(WHAT TO PRODUCE) Pull every "vertices" line out of the data below.
[Opening INFORMATION PROVIDED section]
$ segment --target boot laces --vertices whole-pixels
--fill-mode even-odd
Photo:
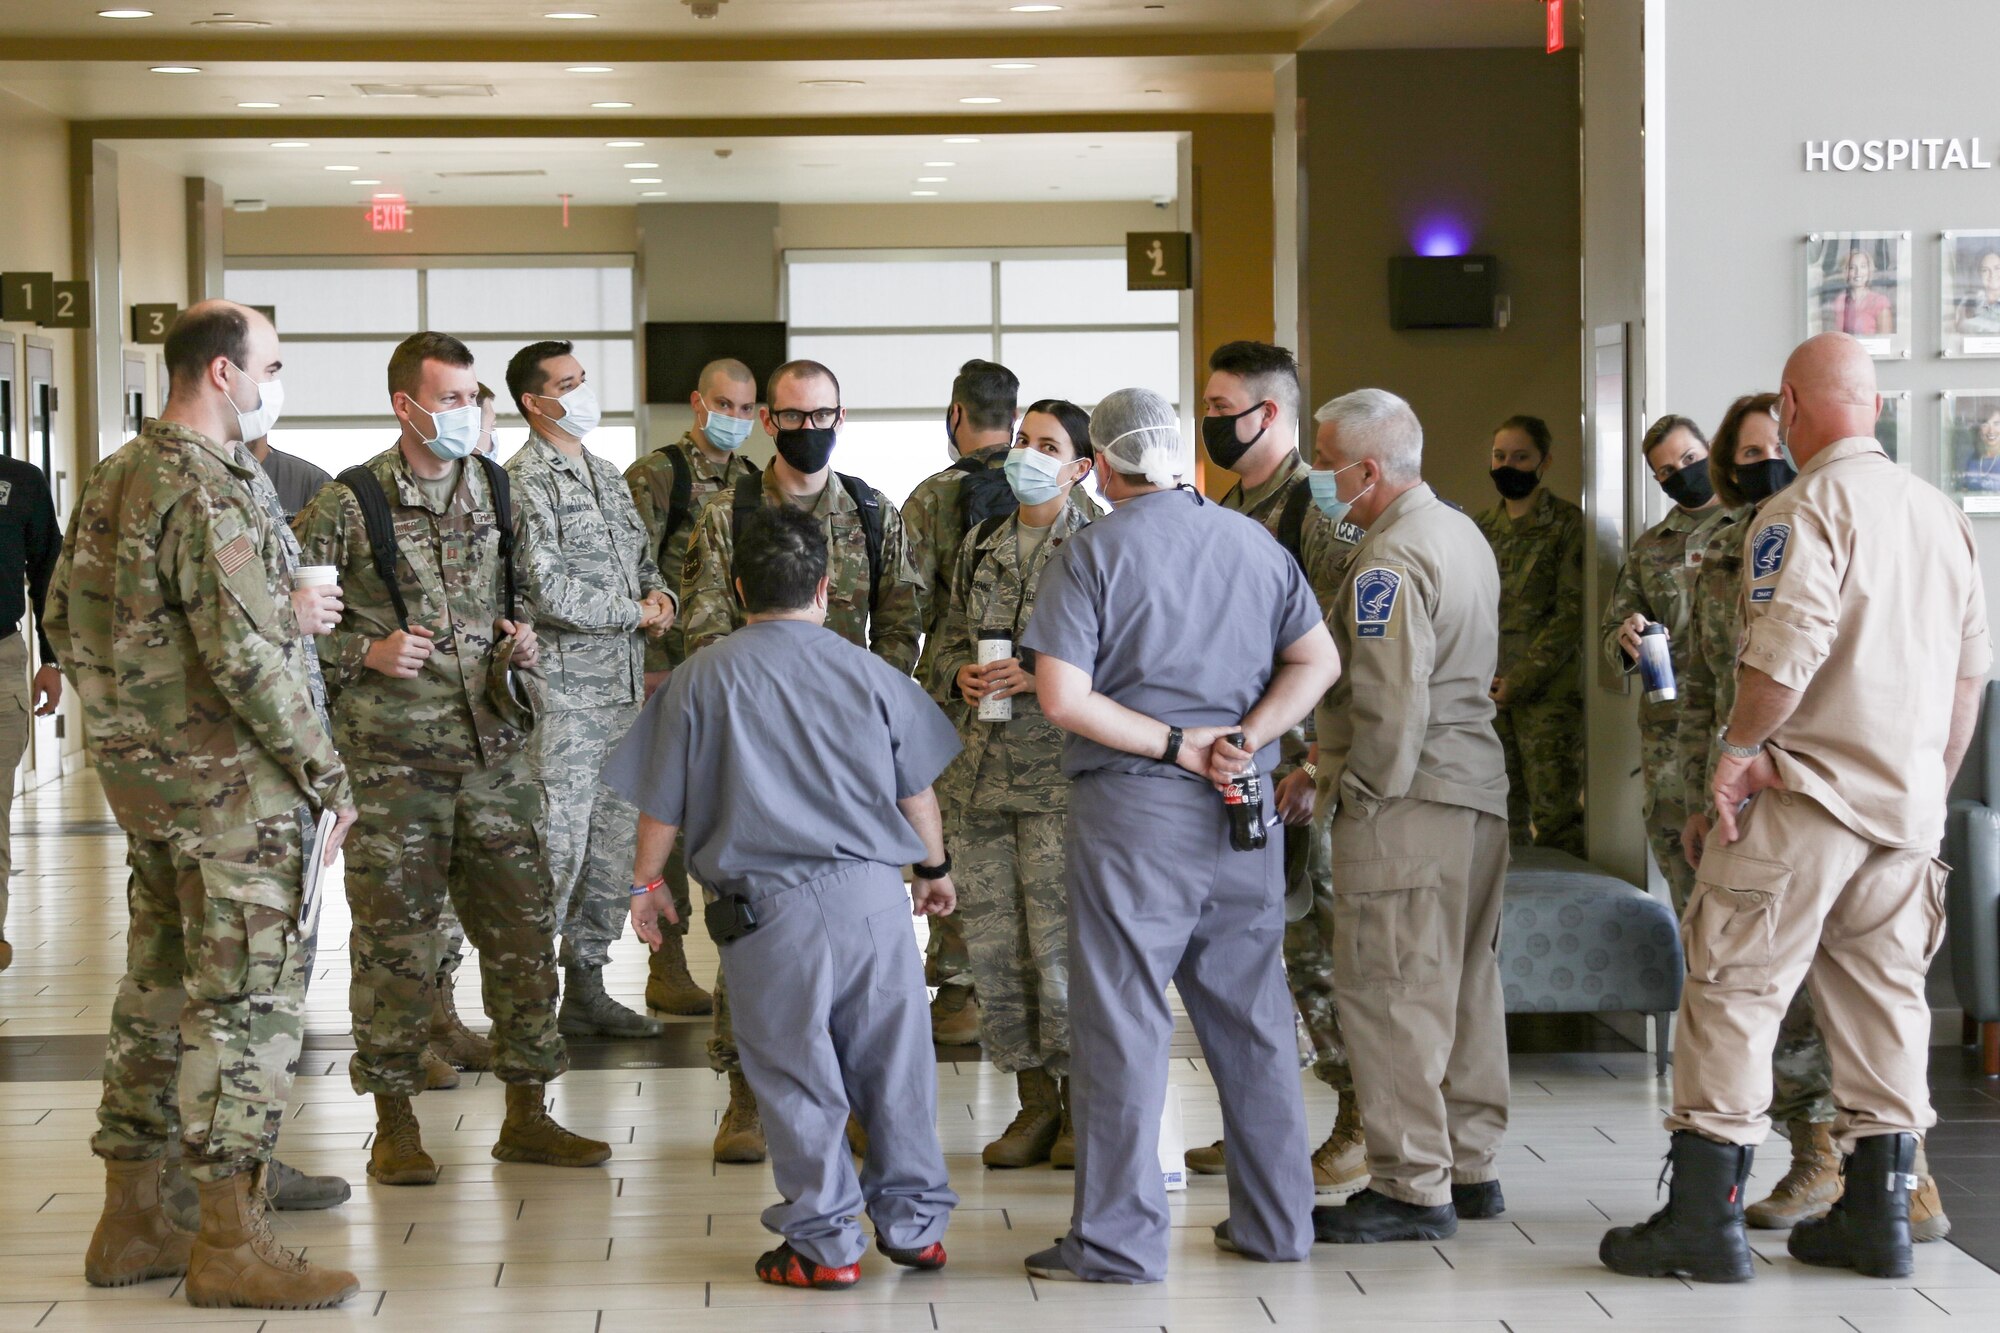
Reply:
[[[281,1268],[287,1273],[306,1271],[306,1261],[286,1249],[271,1229],[269,1181],[261,1172],[250,1190],[250,1249],[273,1268]]]
[[[402,1156],[414,1157],[424,1150],[423,1130],[417,1124],[416,1114],[407,1107],[397,1108],[390,1116],[385,1132],[390,1146]]]

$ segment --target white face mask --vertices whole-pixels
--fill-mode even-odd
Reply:
[[[479,443],[479,404],[467,403],[464,407],[454,407],[449,411],[433,412],[416,399],[410,398],[408,394],[403,396],[408,399],[411,407],[431,419],[431,429],[437,433],[432,438],[424,440],[424,443],[430,447],[432,453],[445,462],[450,463],[465,457],[472,452],[472,447]],[[423,439],[421,435],[417,438]]]
[[[604,412],[597,405],[597,390],[588,384],[579,384],[560,398],[551,398],[545,393],[538,393],[535,397],[545,403],[561,405],[563,414],[550,420],[573,440],[580,440],[596,430],[597,423],[604,419]]]
[[[244,379],[250,379],[250,372],[229,363],[229,368]],[[278,424],[278,414],[285,410],[285,386],[279,380],[250,380],[257,386],[257,406],[245,412],[230,399],[229,406],[235,409],[236,426],[242,432],[243,443],[255,444],[271,433],[271,427]]]

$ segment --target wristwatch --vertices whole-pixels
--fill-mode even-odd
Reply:
[[[1160,755],[1160,762],[1163,764],[1171,764],[1175,760],[1180,758],[1180,753],[1181,753],[1181,729],[1179,727],[1168,727],[1167,748],[1166,751]]]
[[[951,849],[946,848],[944,860],[934,866],[911,866],[910,873],[918,879],[943,879],[951,873]]]
[[[1310,759],[1299,760],[1299,772],[1305,774],[1307,777],[1311,778],[1314,782],[1319,781],[1319,765],[1315,764]]]
[[[1722,752],[1732,759],[1755,759],[1758,755],[1764,753],[1764,743],[1762,741],[1759,741],[1755,745],[1731,745],[1729,743],[1729,724],[1727,722],[1723,723],[1722,729],[1715,733],[1715,739],[1716,743],[1722,747]]]

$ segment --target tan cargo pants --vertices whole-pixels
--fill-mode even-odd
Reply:
[[[1507,821],[1399,800],[1333,821],[1333,984],[1371,1187],[1451,1202],[1507,1131],[1500,906]]]
[[[1771,1050],[1801,982],[1833,1063],[1834,1136],[1922,1134],[1931,1111],[1924,973],[1944,938],[1934,848],[1868,841],[1809,797],[1766,791],[1713,839],[1681,918],[1687,986],[1669,1130],[1757,1144],[1770,1132]]]
[[[28,686],[28,641],[0,639],[0,939],[7,937],[7,878],[14,873],[14,771],[28,750],[33,704]]]

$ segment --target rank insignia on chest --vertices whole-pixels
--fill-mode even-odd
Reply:
[[[1789,523],[1769,523],[1757,529],[1757,535],[1750,539],[1750,578],[1762,583],[1765,579],[1776,578],[1785,567],[1785,547],[1792,540],[1792,525]],[[1776,593],[1775,588],[1753,588],[1750,600],[1768,602]]]
[[[6,504],[13,496],[14,483],[11,481],[0,481],[0,505]]]
[[[1333,539],[1337,542],[1346,542],[1349,546],[1359,546],[1361,539],[1367,535],[1368,530],[1366,528],[1360,527],[1352,520],[1345,518],[1340,520],[1339,526],[1333,530]]]
[[[215,553],[215,563],[222,567],[223,576],[226,578],[249,564],[256,554],[257,548],[250,544],[249,535],[239,532]]]
[[[1396,614],[1396,594],[1403,576],[1393,569],[1364,569],[1354,576],[1354,634],[1362,639],[1386,639]]]

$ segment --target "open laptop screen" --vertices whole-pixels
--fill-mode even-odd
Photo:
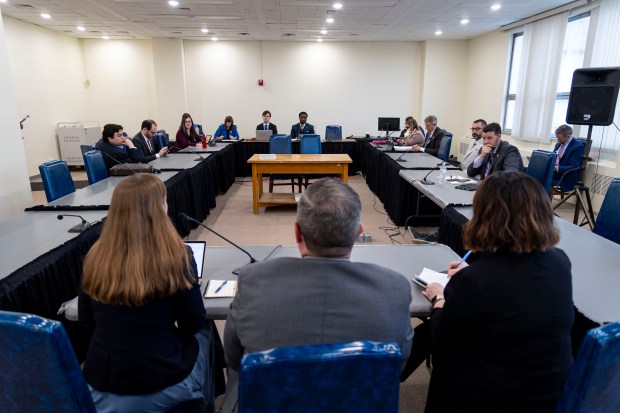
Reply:
[[[192,249],[194,254],[194,260],[196,260],[196,267],[198,267],[198,279],[202,279],[202,266],[205,262],[205,249],[207,243],[205,241],[185,241],[185,245]]]

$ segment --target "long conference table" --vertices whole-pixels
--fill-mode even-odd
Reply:
[[[180,219],[179,212],[184,212],[199,221],[204,220],[209,210],[216,206],[216,196],[225,193],[234,183],[236,176],[251,175],[251,164],[248,160],[255,154],[267,152],[266,142],[220,142],[216,147],[187,148],[182,153],[158,159],[155,167],[162,171],[159,177],[165,182],[168,190],[169,215],[179,234],[185,236],[195,227]],[[293,152],[299,152],[299,144],[293,143]],[[390,219],[396,225],[404,225],[405,222],[410,225],[432,222],[433,225],[440,226],[440,242],[450,246],[459,255],[463,253],[460,233],[462,225],[467,222],[467,217],[455,208],[467,208],[467,205],[453,203],[445,194],[434,192],[433,195],[428,192],[430,189],[416,185],[421,174],[425,175],[436,168],[439,163],[437,158],[425,153],[386,152],[385,147],[350,140],[323,142],[322,152],[349,155],[352,161],[348,168],[349,175],[357,172],[365,175],[369,188],[384,204]],[[180,158],[176,158],[179,156]],[[399,158],[400,161],[397,161]],[[449,173],[459,172],[451,170]],[[428,179],[436,179],[436,175],[432,172]],[[114,185],[121,179],[123,178],[109,178],[102,183],[80,189],[72,196],[29,208],[28,212],[0,221],[0,238],[3,245],[14,247],[12,250],[6,249],[8,255],[3,256],[3,262],[11,262],[11,265],[0,269],[0,309],[28,312],[65,321],[64,317],[56,314],[57,309],[60,304],[77,294],[82,259],[99,236],[101,230],[99,221],[105,217]],[[437,191],[438,186],[434,185],[431,188],[433,187],[435,187],[433,191]],[[473,193],[459,195],[473,196]],[[441,199],[443,202],[438,201]],[[80,214],[86,220],[97,223],[82,234],[68,235],[65,231],[77,222],[71,222],[69,218],[54,221],[56,214],[60,212]],[[51,217],[44,218],[45,214],[50,213]],[[18,227],[23,231],[17,231]],[[5,230],[6,228],[11,229]],[[46,235],[49,239],[41,235],[47,230],[51,232]],[[598,238],[592,240],[589,235],[580,232],[573,234],[572,228],[562,229],[562,242],[573,242],[568,235],[566,241],[564,240],[565,233],[571,234],[573,240],[579,238],[579,245],[583,243],[596,245],[600,242]],[[20,241],[15,241],[16,237]],[[569,252],[570,247],[564,249]],[[28,254],[18,253],[21,250],[28,251]],[[575,303],[580,305],[580,309],[593,320],[617,320],[620,318],[620,312],[617,311],[619,300],[609,298],[609,292],[615,291],[614,288],[607,289],[598,298],[588,293],[596,288],[605,289],[606,285],[615,287],[615,284],[588,286],[587,279],[590,272],[586,269],[598,268],[601,280],[604,277],[615,276],[616,271],[599,264],[617,262],[620,246],[605,244],[604,249],[596,247],[596,250],[599,253],[576,252],[574,256],[569,252],[573,260],[573,276],[575,279],[583,277],[581,279],[584,280],[583,283],[581,281],[575,283],[575,290],[579,289],[575,294]],[[401,272],[409,274],[407,268]],[[600,297],[604,298],[605,305],[600,305]],[[603,308],[604,312],[599,314],[597,310],[591,311],[591,307]],[[74,335],[79,335],[81,332],[75,331],[77,329],[75,323],[65,323],[65,328],[75,345]]]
[Closing INFORMATION PROVIDED section]
(RESULT FOR THIS TASK)
$ segment --target boot laces --vertices whole-pixels
$ segment --target white face mask --vertices whole-pixels
$ segment --target wristwatch --vertices whole-pixels
$ segment --target tan cargo pants --vertices whole-pixels
$ segment --target rank insignia on chest --vertices whole-pixels
$ segment --target "open laptop screen" --vertices whole-pixels
$ segment --target "long conference table" --vertices whole-pixels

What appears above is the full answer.